● **THE REQUEST**
Make an exact copy of the entries below.

========================================

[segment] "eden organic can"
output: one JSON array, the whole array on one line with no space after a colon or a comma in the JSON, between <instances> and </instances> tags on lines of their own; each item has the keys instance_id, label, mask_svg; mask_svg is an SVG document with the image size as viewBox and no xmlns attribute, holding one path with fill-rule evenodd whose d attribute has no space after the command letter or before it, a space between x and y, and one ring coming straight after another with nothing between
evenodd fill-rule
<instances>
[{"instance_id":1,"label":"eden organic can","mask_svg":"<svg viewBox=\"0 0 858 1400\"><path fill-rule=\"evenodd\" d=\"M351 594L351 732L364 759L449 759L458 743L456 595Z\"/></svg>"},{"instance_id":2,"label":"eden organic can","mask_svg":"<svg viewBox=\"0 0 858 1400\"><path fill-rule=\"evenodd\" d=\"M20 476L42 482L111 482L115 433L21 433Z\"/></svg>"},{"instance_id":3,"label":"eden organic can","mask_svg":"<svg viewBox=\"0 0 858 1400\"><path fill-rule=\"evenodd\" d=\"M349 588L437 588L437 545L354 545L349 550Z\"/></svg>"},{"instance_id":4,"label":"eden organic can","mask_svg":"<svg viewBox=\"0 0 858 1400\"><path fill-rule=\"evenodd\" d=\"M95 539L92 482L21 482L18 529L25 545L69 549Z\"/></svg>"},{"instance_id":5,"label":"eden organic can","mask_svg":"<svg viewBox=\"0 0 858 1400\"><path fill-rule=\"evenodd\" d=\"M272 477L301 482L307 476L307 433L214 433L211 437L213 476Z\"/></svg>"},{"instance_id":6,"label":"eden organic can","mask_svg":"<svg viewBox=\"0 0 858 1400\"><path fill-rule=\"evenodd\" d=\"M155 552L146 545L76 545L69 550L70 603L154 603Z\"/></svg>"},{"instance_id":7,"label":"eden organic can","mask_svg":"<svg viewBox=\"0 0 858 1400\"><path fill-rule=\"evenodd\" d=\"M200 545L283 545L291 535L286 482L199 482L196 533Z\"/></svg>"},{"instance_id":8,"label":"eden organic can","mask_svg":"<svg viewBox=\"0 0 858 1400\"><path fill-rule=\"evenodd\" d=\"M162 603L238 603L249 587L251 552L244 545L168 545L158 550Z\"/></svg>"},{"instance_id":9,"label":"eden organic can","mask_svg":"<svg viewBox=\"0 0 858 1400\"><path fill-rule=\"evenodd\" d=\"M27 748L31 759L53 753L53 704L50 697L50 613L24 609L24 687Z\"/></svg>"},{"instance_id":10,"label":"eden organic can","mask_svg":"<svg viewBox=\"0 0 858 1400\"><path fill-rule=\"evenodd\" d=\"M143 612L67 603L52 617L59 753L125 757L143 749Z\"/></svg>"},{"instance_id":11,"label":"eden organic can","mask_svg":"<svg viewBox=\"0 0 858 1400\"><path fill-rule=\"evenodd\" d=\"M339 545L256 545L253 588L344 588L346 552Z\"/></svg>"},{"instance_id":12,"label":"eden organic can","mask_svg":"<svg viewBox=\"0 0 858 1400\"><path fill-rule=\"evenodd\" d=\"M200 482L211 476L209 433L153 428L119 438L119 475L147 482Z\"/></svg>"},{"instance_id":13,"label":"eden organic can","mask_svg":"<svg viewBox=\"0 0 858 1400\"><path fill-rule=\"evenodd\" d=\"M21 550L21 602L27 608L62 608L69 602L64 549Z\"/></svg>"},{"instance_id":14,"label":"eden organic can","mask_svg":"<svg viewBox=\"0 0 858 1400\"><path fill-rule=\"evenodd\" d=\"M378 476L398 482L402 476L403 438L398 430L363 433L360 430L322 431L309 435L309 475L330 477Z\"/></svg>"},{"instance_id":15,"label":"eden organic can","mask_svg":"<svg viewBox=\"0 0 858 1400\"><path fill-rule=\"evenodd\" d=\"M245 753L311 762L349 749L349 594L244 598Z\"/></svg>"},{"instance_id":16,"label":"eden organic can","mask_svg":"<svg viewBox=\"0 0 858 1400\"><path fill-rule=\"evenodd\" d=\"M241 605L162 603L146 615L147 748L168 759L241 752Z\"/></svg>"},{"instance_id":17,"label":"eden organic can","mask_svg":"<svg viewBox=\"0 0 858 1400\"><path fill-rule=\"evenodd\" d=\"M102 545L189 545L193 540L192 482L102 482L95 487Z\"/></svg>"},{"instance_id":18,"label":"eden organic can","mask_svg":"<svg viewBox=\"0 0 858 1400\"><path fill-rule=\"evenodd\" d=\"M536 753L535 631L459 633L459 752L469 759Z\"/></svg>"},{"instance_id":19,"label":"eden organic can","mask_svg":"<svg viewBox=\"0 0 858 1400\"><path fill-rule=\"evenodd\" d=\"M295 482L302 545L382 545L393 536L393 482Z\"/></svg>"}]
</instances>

========================================

● **ANSWER TO THE EXERCISE**
[segment] "eden organic can"
output: one JSON array, the whole array on one line with no space after a colon or a comma in the JSON, between <instances> and </instances> tags on lines of their own; each item has the keys instance_id, label, mask_svg; mask_svg is an SVG document with the image size as viewBox and no xmlns attribute, holding one path with fill-rule evenodd whose d attribute has no space after the command letter or before it, a space between x and y, and one ring coming straight after another with nothing between
evenodd fill-rule
<instances>
[{"instance_id":1,"label":"eden organic can","mask_svg":"<svg viewBox=\"0 0 858 1400\"><path fill-rule=\"evenodd\" d=\"M351 594L351 732L364 759L449 759L458 743L456 595Z\"/></svg>"},{"instance_id":2,"label":"eden organic can","mask_svg":"<svg viewBox=\"0 0 858 1400\"><path fill-rule=\"evenodd\" d=\"M20 476L42 482L111 482L115 433L21 433Z\"/></svg>"},{"instance_id":3,"label":"eden organic can","mask_svg":"<svg viewBox=\"0 0 858 1400\"><path fill-rule=\"evenodd\" d=\"M349 588L437 588L437 545L354 545L349 550Z\"/></svg>"},{"instance_id":4,"label":"eden organic can","mask_svg":"<svg viewBox=\"0 0 858 1400\"><path fill-rule=\"evenodd\" d=\"M95 539L92 482L21 482L18 529L25 545L69 549Z\"/></svg>"},{"instance_id":5,"label":"eden organic can","mask_svg":"<svg viewBox=\"0 0 858 1400\"><path fill-rule=\"evenodd\" d=\"M272 477L301 482L307 476L307 433L214 433L211 437L213 476Z\"/></svg>"},{"instance_id":6,"label":"eden organic can","mask_svg":"<svg viewBox=\"0 0 858 1400\"><path fill-rule=\"evenodd\" d=\"M155 552L146 545L76 545L69 550L70 603L154 603Z\"/></svg>"},{"instance_id":7,"label":"eden organic can","mask_svg":"<svg viewBox=\"0 0 858 1400\"><path fill-rule=\"evenodd\" d=\"M200 545L283 545L291 535L286 482L199 482L196 533Z\"/></svg>"},{"instance_id":8,"label":"eden organic can","mask_svg":"<svg viewBox=\"0 0 858 1400\"><path fill-rule=\"evenodd\" d=\"M162 603L238 603L249 587L251 552L244 545L168 545L158 550Z\"/></svg>"},{"instance_id":9,"label":"eden organic can","mask_svg":"<svg viewBox=\"0 0 858 1400\"><path fill-rule=\"evenodd\" d=\"M27 748L31 759L53 753L53 704L50 697L50 613L24 609L24 687Z\"/></svg>"},{"instance_id":10,"label":"eden organic can","mask_svg":"<svg viewBox=\"0 0 858 1400\"><path fill-rule=\"evenodd\" d=\"M143 612L67 603L52 617L59 753L125 757L143 749Z\"/></svg>"},{"instance_id":11,"label":"eden organic can","mask_svg":"<svg viewBox=\"0 0 858 1400\"><path fill-rule=\"evenodd\" d=\"M339 545L256 545L253 588L344 588L346 552Z\"/></svg>"},{"instance_id":12,"label":"eden organic can","mask_svg":"<svg viewBox=\"0 0 858 1400\"><path fill-rule=\"evenodd\" d=\"M200 482L211 476L209 433L153 428L119 438L119 475L147 482Z\"/></svg>"},{"instance_id":13,"label":"eden organic can","mask_svg":"<svg viewBox=\"0 0 858 1400\"><path fill-rule=\"evenodd\" d=\"M21 550L21 602L27 608L62 608L69 602L64 549Z\"/></svg>"},{"instance_id":14,"label":"eden organic can","mask_svg":"<svg viewBox=\"0 0 858 1400\"><path fill-rule=\"evenodd\" d=\"M378 476L398 482L402 476L403 438L398 430L363 433L360 430L322 431L309 435L309 475L330 477Z\"/></svg>"},{"instance_id":15,"label":"eden organic can","mask_svg":"<svg viewBox=\"0 0 858 1400\"><path fill-rule=\"evenodd\" d=\"M245 753L311 762L349 749L349 594L244 598Z\"/></svg>"},{"instance_id":16,"label":"eden organic can","mask_svg":"<svg viewBox=\"0 0 858 1400\"><path fill-rule=\"evenodd\" d=\"M241 605L162 603L146 615L147 748L168 759L241 752Z\"/></svg>"},{"instance_id":17,"label":"eden organic can","mask_svg":"<svg viewBox=\"0 0 858 1400\"><path fill-rule=\"evenodd\" d=\"M102 545L189 545L193 540L192 482L102 482L95 487Z\"/></svg>"},{"instance_id":18,"label":"eden organic can","mask_svg":"<svg viewBox=\"0 0 858 1400\"><path fill-rule=\"evenodd\" d=\"M536 753L535 631L459 633L459 752L469 759Z\"/></svg>"},{"instance_id":19,"label":"eden organic can","mask_svg":"<svg viewBox=\"0 0 858 1400\"><path fill-rule=\"evenodd\" d=\"M295 482L302 545L382 545L393 536L393 482Z\"/></svg>"}]
</instances>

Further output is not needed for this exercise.